***** GIVEN RECORDS

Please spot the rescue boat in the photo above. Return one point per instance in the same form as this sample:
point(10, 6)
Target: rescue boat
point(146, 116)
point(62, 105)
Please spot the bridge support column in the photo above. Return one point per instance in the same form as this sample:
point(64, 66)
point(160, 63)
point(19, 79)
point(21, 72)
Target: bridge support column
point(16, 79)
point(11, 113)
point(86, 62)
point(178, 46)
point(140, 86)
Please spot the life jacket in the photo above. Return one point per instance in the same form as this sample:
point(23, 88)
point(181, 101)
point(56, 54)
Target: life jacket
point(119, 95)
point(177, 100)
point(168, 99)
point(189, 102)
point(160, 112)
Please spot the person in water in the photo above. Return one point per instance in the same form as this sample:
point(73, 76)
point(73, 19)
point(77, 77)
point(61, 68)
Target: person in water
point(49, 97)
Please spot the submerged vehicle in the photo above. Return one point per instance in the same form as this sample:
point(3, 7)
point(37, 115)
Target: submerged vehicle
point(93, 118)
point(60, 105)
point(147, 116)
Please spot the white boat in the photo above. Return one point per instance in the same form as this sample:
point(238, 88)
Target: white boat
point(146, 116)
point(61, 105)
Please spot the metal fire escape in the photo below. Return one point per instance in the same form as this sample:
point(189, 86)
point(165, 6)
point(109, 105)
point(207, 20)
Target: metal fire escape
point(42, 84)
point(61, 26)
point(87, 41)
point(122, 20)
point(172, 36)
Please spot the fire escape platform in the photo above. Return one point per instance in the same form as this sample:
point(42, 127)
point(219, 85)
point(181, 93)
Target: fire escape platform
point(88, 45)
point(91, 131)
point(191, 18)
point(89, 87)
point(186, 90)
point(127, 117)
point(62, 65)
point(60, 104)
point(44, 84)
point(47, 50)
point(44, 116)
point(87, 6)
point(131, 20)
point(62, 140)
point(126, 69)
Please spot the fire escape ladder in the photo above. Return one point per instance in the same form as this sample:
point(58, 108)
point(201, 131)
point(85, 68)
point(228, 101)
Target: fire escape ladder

**********

Could you return all lines from the records that include the word "ladder"?

• TASK OUTPUT:
Please spot the fire escape ladder in the photo above. Return one point per instance in the same form as this sample:
Target: fire escape ladder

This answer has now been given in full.